They commit rape, sexual slavery, forced prostitution and other acts of extreme brutality. We heard one case of a 20-year-old girl who was burned alive because she refused to perform an extreme sex act. We learned of many other sadistic sexual acts. We struggled to understand the mentality of people who commit such crimes.

The number of foreign fighters involved remains a problem for us. In other conflicts, such as Democratic Republic of Congo, we can deal with fighters from five or six countries. For IS, it’s tens of thousands of fighters from 100 nationalities. In some attacks, there are more foreigners than Iraqis and Syrians.

MEE: Are all IS women enslaved?

Bangura: Most women get enslaved when their villages are attacked. We were also informed of parents who had given away their daughters to IS, particularly in Mosul. To understand this, we must examine the concept of jihad al-nikah, or sexual jihad – whereby women’s bodies are used as part of supporting the IS campaign. There are tens of thousands of men who expect that they will "get" women to "marry". A woman’s contribution is to marry them and cater for them in many ways, including sexually. IS men may have a wife, as well as several slaves. We heard few stories of wives who helped the slaves to escape.

Given information:
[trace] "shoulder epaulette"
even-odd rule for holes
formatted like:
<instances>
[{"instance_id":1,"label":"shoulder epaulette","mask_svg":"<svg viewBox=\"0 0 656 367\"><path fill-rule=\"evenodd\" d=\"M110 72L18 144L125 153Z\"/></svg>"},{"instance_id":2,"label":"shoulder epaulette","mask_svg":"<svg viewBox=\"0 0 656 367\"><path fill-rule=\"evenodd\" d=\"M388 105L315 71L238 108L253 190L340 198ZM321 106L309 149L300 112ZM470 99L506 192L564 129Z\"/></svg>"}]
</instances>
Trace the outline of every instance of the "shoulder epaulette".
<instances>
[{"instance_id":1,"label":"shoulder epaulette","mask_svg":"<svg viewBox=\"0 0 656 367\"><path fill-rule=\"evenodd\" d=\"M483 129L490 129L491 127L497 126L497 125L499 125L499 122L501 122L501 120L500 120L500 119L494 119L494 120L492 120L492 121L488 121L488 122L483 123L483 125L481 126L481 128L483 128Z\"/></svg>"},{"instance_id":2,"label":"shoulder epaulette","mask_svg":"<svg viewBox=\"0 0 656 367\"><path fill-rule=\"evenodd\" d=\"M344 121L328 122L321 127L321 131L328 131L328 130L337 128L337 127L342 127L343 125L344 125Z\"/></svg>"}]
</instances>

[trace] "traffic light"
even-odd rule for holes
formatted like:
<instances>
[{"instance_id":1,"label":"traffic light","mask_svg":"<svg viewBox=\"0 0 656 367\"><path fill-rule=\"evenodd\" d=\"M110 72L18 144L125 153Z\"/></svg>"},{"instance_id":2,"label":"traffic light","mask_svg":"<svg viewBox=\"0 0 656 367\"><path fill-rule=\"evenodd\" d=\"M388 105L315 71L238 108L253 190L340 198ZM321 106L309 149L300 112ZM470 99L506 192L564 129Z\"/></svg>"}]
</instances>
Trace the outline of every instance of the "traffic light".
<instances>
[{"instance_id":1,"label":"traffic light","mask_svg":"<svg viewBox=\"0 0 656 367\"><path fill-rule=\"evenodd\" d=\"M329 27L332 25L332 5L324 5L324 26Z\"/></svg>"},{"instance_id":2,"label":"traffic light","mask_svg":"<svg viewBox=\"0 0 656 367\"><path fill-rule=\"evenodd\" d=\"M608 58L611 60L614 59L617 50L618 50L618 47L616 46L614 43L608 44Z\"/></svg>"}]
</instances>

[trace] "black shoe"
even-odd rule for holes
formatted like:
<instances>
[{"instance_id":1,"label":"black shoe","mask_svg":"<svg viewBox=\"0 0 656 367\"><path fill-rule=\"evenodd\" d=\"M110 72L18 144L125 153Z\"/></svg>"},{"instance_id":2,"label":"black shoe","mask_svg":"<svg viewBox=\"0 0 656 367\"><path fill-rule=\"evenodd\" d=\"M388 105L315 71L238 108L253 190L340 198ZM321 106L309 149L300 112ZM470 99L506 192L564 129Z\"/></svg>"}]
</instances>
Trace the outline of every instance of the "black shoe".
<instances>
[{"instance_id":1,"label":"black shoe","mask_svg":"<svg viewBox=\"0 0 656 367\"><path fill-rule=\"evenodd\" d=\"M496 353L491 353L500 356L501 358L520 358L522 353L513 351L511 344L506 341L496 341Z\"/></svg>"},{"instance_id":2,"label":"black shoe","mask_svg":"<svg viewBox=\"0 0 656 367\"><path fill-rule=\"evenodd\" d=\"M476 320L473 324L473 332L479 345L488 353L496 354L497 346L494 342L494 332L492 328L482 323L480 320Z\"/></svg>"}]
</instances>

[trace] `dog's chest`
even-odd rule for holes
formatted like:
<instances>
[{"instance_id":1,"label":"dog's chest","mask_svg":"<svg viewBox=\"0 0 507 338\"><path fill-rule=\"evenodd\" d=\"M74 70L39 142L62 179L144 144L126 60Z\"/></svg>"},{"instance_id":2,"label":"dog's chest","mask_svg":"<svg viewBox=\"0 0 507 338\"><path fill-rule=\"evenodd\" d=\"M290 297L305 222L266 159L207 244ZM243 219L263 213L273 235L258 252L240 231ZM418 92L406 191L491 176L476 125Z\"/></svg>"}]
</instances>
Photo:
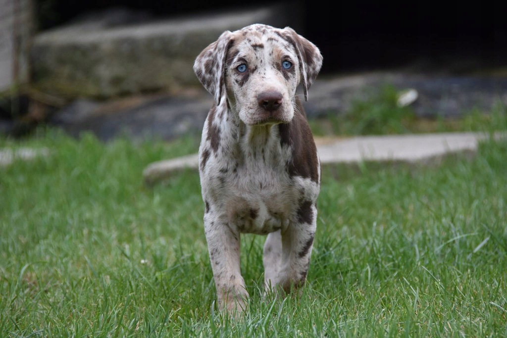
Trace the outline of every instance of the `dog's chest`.
<instances>
[{"instance_id":1,"label":"dog's chest","mask_svg":"<svg viewBox=\"0 0 507 338\"><path fill-rule=\"evenodd\" d=\"M294 181L283 167L257 165L238 168L226 180L227 217L241 232L268 234L288 224L297 204Z\"/></svg>"},{"instance_id":2,"label":"dog's chest","mask_svg":"<svg viewBox=\"0 0 507 338\"><path fill-rule=\"evenodd\" d=\"M287 172L290 150L276 146L245 147L242 156L218 159L206 175L205 198L240 232L266 234L289 223L303 187ZM214 161L213 161L214 162ZM211 174L210 175L209 174Z\"/></svg>"}]
</instances>

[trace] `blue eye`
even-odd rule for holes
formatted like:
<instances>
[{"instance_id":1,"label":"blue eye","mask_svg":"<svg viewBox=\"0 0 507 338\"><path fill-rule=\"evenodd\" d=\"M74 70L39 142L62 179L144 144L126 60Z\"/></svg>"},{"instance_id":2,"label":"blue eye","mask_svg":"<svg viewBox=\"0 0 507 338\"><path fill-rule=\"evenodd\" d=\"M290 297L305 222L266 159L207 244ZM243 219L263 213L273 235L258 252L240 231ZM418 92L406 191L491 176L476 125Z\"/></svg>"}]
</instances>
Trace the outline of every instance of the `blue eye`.
<instances>
[{"instance_id":1,"label":"blue eye","mask_svg":"<svg viewBox=\"0 0 507 338\"><path fill-rule=\"evenodd\" d=\"M240 73L244 73L246 71L246 65L244 63L241 63L240 65L238 66L236 69L238 70Z\"/></svg>"},{"instance_id":2,"label":"blue eye","mask_svg":"<svg viewBox=\"0 0 507 338\"><path fill-rule=\"evenodd\" d=\"M292 63L289 61L284 61L282 62L282 67L283 67L283 69L288 69L292 67Z\"/></svg>"}]
</instances>

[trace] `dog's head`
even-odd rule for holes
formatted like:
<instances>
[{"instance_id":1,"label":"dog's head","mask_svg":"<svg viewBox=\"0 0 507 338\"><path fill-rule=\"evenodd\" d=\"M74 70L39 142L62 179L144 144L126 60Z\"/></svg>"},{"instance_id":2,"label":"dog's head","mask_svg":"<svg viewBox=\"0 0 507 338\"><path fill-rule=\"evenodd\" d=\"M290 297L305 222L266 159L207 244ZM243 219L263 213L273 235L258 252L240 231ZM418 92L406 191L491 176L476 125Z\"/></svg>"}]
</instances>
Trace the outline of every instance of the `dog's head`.
<instances>
[{"instance_id":1,"label":"dog's head","mask_svg":"<svg viewBox=\"0 0 507 338\"><path fill-rule=\"evenodd\" d=\"M245 124L286 123L298 85L307 100L322 60L318 48L290 27L256 24L224 32L197 57L194 70L217 105L228 100Z\"/></svg>"}]
</instances>

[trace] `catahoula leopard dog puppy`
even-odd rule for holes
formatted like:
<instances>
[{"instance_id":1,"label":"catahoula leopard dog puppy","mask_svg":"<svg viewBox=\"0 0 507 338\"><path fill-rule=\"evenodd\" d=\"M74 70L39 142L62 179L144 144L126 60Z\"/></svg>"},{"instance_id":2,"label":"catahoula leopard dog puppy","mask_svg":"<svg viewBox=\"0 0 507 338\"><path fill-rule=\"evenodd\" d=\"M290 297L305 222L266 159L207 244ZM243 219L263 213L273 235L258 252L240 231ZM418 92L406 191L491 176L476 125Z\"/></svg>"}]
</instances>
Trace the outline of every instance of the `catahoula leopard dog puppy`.
<instances>
[{"instance_id":1,"label":"catahoula leopard dog puppy","mask_svg":"<svg viewBox=\"0 0 507 338\"><path fill-rule=\"evenodd\" d=\"M221 309L241 311L248 295L240 234L268 234L267 291L288 291L306 280L320 165L296 92L302 84L307 99L322 60L292 28L255 24L224 32L195 61L215 101L202 132L199 173Z\"/></svg>"}]
</instances>

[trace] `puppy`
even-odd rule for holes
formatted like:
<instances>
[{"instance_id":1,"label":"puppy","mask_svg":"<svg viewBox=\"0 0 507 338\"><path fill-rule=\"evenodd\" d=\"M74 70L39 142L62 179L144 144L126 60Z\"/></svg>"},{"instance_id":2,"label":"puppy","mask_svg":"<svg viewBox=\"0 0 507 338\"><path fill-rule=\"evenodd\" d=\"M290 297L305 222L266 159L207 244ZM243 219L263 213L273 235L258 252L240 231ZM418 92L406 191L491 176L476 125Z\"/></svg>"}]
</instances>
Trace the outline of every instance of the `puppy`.
<instances>
[{"instance_id":1,"label":"puppy","mask_svg":"<svg viewBox=\"0 0 507 338\"><path fill-rule=\"evenodd\" d=\"M267 292L301 287L317 220L320 165L303 107L322 65L318 49L290 27L224 32L194 70L214 96L199 148L204 229L219 308L241 312L241 234L267 235Z\"/></svg>"}]
</instances>

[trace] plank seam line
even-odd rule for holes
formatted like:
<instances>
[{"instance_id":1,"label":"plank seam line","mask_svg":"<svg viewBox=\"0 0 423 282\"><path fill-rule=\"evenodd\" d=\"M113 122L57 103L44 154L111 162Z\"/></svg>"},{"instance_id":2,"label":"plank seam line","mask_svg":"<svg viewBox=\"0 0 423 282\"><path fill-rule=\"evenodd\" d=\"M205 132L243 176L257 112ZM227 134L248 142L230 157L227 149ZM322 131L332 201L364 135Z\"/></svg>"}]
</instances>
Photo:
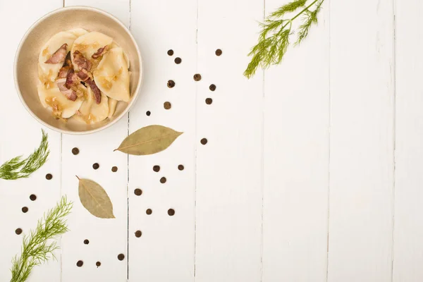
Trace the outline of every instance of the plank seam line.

Work instructions:
- A) In the interview excerpt, revise the part that opens with the words "They commit rape, sexual" and closes with "commit such crimes.", putting "cruelty" in place of "brutality".
- B) List the crimes that the first paragraph of the interview excerpt names specifically before it mentions "other acts of extreme brutality."
- C) Answer these questions from the interview excerpt:
(i) How old was the girl who was burned alive?
(ii) From how many nationalities do IS fighters come?
(iii) In which city were parents particularly reported to have given their daughters to IS?
The records are separate material and do not belong to the interview excerpt.

List of solutions:
- A)
They commit rape, sexual slavery, forced prostitution and other acts of extreme cruelty. We heard one case of a 20-year-old girl who was burned alive because she refused to perform an extreme sex act. We learned of many other sadistic sexual acts. We struggled to understand the mentality of people who commit such crimes.

- B) rape, sexual slavery, forced prostitution

- C)
(i) 20 years old
(ii) 100
(iii) Mosul